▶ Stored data
╔══

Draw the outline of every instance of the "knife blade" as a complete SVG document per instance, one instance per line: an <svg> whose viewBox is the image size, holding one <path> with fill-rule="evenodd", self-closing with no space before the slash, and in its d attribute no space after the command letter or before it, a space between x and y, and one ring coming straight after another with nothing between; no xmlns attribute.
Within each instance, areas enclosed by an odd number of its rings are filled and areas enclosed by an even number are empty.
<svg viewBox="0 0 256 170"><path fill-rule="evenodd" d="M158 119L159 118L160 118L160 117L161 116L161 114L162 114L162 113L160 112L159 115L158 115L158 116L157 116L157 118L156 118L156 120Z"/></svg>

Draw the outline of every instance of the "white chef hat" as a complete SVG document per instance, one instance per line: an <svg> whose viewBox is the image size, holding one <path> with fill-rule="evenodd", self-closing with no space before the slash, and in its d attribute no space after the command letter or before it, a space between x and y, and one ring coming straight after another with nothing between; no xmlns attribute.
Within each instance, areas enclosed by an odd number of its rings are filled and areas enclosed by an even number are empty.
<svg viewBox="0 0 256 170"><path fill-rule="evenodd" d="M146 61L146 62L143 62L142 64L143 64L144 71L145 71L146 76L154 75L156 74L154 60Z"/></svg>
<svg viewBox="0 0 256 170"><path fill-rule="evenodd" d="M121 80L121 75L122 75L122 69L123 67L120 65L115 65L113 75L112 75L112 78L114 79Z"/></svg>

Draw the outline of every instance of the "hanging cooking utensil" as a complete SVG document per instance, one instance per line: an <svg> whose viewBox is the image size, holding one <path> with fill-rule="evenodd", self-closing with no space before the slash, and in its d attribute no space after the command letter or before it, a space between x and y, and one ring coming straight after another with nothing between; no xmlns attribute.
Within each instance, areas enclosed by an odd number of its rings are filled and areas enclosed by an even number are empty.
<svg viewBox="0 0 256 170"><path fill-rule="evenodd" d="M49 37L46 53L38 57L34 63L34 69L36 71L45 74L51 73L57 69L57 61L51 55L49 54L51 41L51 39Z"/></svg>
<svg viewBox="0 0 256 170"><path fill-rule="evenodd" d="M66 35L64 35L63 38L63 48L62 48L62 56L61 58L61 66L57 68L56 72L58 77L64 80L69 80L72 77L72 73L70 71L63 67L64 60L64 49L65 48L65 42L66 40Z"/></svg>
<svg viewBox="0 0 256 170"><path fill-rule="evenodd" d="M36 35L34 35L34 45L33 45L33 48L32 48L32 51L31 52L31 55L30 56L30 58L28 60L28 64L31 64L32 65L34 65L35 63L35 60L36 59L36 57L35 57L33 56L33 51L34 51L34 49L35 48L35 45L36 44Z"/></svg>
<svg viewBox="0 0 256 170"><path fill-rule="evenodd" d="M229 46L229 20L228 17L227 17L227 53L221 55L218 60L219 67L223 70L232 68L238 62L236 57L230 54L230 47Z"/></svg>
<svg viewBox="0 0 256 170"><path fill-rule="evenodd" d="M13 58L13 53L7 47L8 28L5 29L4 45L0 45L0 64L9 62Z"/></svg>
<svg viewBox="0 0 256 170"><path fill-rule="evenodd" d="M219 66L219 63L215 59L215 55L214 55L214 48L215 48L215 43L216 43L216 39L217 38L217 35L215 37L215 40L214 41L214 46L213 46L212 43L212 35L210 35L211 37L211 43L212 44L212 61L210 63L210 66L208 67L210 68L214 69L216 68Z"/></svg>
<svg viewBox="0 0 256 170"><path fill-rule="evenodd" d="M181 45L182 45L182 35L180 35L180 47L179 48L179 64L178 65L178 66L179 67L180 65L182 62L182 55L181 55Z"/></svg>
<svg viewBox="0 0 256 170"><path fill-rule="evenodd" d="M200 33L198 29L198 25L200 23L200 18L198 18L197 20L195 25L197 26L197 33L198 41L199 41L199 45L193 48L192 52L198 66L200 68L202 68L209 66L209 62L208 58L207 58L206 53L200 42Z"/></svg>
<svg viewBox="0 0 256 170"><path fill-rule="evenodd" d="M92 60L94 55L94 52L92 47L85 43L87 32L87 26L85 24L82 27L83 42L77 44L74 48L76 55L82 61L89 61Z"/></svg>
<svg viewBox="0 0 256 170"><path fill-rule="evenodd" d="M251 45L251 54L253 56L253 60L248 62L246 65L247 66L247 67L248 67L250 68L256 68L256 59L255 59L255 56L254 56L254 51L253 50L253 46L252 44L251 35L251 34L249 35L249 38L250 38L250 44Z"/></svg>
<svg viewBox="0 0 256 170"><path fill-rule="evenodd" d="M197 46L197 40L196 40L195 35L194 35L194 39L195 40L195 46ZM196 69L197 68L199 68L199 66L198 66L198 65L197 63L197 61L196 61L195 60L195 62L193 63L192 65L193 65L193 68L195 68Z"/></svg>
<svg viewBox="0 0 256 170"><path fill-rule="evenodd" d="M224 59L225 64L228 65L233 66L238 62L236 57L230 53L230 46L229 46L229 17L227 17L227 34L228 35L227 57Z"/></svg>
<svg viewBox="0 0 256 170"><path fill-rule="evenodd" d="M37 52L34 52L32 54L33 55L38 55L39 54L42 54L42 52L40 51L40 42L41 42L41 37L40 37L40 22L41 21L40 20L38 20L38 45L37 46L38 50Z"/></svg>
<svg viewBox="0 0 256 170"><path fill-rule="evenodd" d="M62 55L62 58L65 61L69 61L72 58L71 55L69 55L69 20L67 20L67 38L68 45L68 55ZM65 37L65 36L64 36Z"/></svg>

╚══

▶ TASK DESCRIPTION
Render every line of the listing above as a numbered list, leaving out the blank lines.

▶ SOLUTION FOR THIS EXERCISE
1. Draw the outline of every instance of the "knife blade" as a complete SVG document per instance, one instance per line: an <svg> whose viewBox is the image size, holding one <path> with fill-rule="evenodd", self-closing with no space before the slash, and in its d attribute no space after the command letter or before it, a space between x and y, and one ring coming straight after another with nothing between; no xmlns attribute.
2. Within each instance, areas enclosed by an odd number of its rings are filled and areas enclosed by an even number are empty.
3. <svg viewBox="0 0 256 170"><path fill-rule="evenodd" d="M158 119L159 118L160 118L160 117L161 116L161 114L162 114L162 113L160 112L159 115L158 115L158 116L157 116L157 118L156 118L156 120Z"/></svg>
4. Draw the outline of every instance of the "white chef hat" as a complete SVG document per instance, one instance per line: an <svg> whose viewBox is the image size, holding one <path> with fill-rule="evenodd", self-closing with no space before the slash, and in its d attribute no space after the command letter or before it, a space between x and y, and one ring coming straight after another with nothing between; no xmlns attribute.
5. Within each instance, areas enclosed by an odd number of its rings are filled and areas enclosed by an even number are empty.
6. <svg viewBox="0 0 256 170"><path fill-rule="evenodd" d="M146 61L146 62L143 62L142 64L143 64L144 71L145 71L146 76L154 75L156 74L154 60Z"/></svg>
7. <svg viewBox="0 0 256 170"><path fill-rule="evenodd" d="M121 80L121 75L122 75L122 69L123 67L120 65L115 65L113 75L112 75L112 78L114 79Z"/></svg>
8. Draw the outline of every instance of the "hanging cooking utensil" as a complete SVG document per instance, one instance per line: an <svg> whose viewBox is the image size, holding one <path> with fill-rule="evenodd", self-closing with no space before the slash, and in its d attribute no space after the command letter or before it, a space between x and y, and one ring coming straight after another with nothing between; no xmlns attribute.
9. Within each instance, areas enclosed by an odd number of its rings are filled and areas enclosed by an even number are empty.
10. <svg viewBox="0 0 256 170"><path fill-rule="evenodd" d="M49 37L46 53L38 57L34 63L34 69L36 71L45 74L51 73L57 69L57 61L51 55L49 54L51 41L51 39Z"/></svg>
11. <svg viewBox="0 0 256 170"><path fill-rule="evenodd" d="M66 35L64 35L63 38L63 48L62 48L62 56L61 58L61 66L57 68L56 72L58 77L64 80L69 80L72 77L72 73L70 71L63 67L64 60L64 49L65 48L65 42L66 40Z"/></svg>
12. <svg viewBox="0 0 256 170"><path fill-rule="evenodd" d="M36 35L34 35L34 45L33 45L33 48L32 48L32 51L31 52L31 55L30 56L30 58L28 60L28 64L31 64L32 65L34 65L35 63L35 60L36 59L36 57L35 57L33 56L33 51L34 51L34 49L35 48L35 45L36 44Z"/></svg>
13. <svg viewBox="0 0 256 170"><path fill-rule="evenodd" d="M229 46L229 20L228 17L227 17L227 53L221 55L218 60L219 67L223 70L232 68L238 62L236 57L230 54L230 47Z"/></svg>
14. <svg viewBox="0 0 256 170"><path fill-rule="evenodd" d="M13 58L13 53L7 47L8 28L5 29L4 45L0 45L0 64L9 62Z"/></svg>
15. <svg viewBox="0 0 256 170"><path fill-rule="evenodd" d="M219 66L219 63L215 59L215 55L214 55L214 48L215 48L215 43L216 43L216 39L217 38L217 35L215 37L215 40L214 41L214 46L213 46L212 43L212 35L210 35L211 37L211 43L212 44L212 61L210 63L210 66L208 67L210 68L214 69L216 68Z"/></svg>
16. <svg viewBox="0 0 256 170"><path fill-rule="evenodd" d="M181 45L182 45L182 35L180 35L180 47L179 48L179 64L178 65L178 66L179 67L180 65L182 62L182 55L181 55Z"/></svg>
17. <svg viewBox="0 0 256 170"><path fill-rule="evenodd" d="M200 33L198 29L198 25L200 23L200 18L198 18L197 20L195 25L197 26L197 33L198 41L199 41L199 45L193 48L192 52L198 66L200 68L202 68L209 66L209 62L208 58L207 58L206 53L200 42Z"/></svg>
18. <svg viewBox="0 0 256 170"><path fill-rule="evenodd" d="M92 60L94 55L94 52L92 47L85 43L87 32L87 26L85 24L82 27L83 42L77 44L74 48L76 55L82 61L89 61Z"/></svg>
19. <svg viewBox="0 0 256 170"><path fill-rule="evenodd" d="M251 45L251 54L253 56L253 60L248 62L246 65L247 66L247 67L248 67L250 68L256 68L256 59L255 59L255 56L254 56L254 51L253 50L253 46L252 44L251 35L251 34L249 35L249 38L250 38L250 44Z"/></svg>
20. <svg viewBox="0 0 256 170"><path fill-rule="evenodd" d="M197 46L197 40L196 40L195 35L194 35L194 39L195 40L195 46ZM196 69L197 68L199 68L199 66L198 66L198 65L197 63L197 61L196 61L195 60L195 62L193 63L192 65L193 65L193 68L195 68Z"/></svg>
21. <svg viewBox="0 0 256 170"><path fill-rule="evenodd" d="M224 59L225 64L228 65L233 66L238 62L236 57L230 53L230 46L229 46L229 17L227 17L227 34L228 35L227 57Z"/></svg>
22. <svg viewBox="0 0 256 170"><path fill-rule="evenodd" d="M37 52L34 52L32 54L33 55L38 55L39 54L42 54L42 52L40 51L40 42L41 42L41 37L40 37L40 22L41 21L40 20L38 20L38 45L37 46L38 50Z"/></svg>
23. <svg viewBox="0 0 256 170"><path fill-rule="evenodd" d="M62 55L62 58L65 61L69 61L72 58L71 55L69 55L69 20L67 20L67 38L68 45L68 55ZM65 37L65 36L64 36Z"/></svg>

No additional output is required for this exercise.